* _What you will do_: Give the number of lines in the records below that hold "cabinet"; nothing else is needed.

* _Records to use_:
---*---
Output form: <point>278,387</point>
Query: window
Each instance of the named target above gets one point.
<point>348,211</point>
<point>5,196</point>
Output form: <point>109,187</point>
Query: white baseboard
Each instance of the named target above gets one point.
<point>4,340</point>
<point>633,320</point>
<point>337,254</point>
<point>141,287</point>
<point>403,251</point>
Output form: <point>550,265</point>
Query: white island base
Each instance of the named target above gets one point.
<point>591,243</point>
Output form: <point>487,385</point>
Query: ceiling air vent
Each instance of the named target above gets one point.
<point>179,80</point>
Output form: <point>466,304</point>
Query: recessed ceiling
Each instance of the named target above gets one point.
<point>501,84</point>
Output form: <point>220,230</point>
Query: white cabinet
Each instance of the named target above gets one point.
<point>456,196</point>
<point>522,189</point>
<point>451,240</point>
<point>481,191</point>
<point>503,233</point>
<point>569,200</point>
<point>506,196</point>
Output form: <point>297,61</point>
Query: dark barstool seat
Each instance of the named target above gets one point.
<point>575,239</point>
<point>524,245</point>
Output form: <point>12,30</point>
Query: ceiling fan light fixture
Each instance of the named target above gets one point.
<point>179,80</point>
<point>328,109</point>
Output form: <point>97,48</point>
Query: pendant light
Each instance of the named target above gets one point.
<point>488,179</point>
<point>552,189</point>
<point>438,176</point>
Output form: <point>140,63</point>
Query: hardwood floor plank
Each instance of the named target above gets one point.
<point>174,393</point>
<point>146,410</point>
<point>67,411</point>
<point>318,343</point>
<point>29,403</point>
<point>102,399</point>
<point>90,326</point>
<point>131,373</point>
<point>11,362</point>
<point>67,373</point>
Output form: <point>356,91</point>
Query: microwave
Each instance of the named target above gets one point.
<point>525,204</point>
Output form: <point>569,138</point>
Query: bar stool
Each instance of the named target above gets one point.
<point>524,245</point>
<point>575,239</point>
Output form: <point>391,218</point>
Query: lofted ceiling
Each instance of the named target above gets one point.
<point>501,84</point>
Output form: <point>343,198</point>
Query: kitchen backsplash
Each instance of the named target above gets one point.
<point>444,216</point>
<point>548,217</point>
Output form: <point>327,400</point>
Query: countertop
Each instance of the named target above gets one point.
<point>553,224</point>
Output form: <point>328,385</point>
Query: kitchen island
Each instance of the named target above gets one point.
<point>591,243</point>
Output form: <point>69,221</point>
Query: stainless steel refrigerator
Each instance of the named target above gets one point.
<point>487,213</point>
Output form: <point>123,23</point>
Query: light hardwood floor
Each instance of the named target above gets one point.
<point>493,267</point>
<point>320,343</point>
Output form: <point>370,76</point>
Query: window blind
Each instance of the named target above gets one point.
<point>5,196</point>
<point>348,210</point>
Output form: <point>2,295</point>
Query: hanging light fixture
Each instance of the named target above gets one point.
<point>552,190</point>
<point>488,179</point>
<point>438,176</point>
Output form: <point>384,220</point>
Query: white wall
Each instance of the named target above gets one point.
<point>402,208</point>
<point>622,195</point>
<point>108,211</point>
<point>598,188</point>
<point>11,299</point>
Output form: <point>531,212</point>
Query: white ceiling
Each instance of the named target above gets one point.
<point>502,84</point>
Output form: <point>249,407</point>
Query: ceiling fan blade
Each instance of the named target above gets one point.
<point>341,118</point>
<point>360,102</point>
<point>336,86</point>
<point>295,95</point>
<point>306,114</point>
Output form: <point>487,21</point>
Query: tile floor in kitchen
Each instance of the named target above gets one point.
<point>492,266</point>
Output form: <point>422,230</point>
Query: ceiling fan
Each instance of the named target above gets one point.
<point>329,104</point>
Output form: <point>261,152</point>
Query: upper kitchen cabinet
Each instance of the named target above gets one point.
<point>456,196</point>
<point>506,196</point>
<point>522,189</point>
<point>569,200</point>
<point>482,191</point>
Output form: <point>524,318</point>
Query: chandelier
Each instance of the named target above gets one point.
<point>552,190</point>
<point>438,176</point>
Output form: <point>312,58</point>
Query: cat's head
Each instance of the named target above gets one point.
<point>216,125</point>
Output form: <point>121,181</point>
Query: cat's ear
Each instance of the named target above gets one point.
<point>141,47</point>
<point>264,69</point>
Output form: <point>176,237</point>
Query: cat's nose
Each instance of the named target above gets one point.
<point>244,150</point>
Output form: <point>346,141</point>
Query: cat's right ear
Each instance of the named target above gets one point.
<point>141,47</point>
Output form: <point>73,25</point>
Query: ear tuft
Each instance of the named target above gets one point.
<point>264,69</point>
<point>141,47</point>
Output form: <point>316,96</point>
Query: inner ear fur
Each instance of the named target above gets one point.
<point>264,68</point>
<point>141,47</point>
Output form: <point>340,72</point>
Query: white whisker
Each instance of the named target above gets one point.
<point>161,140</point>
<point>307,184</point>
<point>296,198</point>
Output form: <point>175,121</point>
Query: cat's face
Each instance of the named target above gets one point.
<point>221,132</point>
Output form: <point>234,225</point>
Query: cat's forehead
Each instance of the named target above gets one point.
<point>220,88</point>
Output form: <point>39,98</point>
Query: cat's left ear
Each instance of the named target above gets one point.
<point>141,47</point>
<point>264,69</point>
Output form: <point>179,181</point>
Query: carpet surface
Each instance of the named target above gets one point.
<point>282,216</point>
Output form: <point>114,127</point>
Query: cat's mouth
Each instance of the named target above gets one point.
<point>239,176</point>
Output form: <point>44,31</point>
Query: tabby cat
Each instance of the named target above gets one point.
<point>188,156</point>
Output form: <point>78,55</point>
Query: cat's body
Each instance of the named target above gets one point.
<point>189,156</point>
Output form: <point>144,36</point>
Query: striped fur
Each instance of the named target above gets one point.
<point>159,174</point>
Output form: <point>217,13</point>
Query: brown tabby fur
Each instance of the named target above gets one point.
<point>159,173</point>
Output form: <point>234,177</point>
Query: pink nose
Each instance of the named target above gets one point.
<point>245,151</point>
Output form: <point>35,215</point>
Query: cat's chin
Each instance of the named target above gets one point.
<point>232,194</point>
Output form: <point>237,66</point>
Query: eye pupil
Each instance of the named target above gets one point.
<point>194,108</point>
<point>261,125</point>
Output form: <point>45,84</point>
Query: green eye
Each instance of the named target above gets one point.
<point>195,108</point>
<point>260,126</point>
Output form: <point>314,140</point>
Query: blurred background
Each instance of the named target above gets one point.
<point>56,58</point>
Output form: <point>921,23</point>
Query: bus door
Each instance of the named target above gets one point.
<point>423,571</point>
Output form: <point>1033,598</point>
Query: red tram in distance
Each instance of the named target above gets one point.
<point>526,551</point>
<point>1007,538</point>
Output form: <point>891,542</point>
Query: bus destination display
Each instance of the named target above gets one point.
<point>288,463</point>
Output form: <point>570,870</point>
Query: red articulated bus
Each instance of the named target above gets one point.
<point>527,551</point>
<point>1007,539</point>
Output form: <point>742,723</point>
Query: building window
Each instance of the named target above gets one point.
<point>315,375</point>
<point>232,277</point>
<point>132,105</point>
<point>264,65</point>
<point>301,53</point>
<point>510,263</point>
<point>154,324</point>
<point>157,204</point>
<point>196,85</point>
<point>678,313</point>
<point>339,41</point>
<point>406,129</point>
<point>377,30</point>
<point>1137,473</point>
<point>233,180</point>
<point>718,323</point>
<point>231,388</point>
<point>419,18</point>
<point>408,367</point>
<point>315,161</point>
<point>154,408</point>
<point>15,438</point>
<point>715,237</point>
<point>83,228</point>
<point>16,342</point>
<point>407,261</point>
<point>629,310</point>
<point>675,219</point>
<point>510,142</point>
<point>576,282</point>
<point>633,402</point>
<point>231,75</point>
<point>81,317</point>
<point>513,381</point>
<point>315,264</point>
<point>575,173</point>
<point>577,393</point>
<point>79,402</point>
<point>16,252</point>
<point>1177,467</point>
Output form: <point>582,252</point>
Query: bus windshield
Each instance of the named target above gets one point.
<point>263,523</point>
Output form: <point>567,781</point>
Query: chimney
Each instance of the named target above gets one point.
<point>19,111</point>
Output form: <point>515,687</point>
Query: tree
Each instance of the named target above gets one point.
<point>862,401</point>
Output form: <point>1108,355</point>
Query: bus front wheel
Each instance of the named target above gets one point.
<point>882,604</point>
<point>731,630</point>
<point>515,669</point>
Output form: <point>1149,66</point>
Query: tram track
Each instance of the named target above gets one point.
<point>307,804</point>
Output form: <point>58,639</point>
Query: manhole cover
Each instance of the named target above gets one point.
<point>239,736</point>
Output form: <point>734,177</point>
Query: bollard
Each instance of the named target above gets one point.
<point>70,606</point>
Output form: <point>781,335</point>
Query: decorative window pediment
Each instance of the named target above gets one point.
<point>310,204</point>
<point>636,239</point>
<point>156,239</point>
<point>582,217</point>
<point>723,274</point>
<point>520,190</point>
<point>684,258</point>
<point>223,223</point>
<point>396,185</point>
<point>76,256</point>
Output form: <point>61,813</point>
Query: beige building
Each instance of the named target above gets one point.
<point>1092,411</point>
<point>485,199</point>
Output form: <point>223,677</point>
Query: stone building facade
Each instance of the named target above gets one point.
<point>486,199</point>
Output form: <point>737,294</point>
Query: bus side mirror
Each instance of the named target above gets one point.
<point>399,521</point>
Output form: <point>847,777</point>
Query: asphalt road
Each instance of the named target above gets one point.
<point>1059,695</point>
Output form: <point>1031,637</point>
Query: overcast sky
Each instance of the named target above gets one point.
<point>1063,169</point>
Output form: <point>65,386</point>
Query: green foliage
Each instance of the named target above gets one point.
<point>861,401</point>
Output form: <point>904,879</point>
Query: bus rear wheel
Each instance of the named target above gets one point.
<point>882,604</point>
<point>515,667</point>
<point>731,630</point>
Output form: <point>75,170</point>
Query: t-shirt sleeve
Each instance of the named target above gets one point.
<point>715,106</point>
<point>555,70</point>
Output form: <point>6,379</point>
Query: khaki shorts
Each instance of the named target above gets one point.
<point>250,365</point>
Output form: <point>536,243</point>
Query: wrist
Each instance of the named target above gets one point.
---*---
* _Exercise output_: 2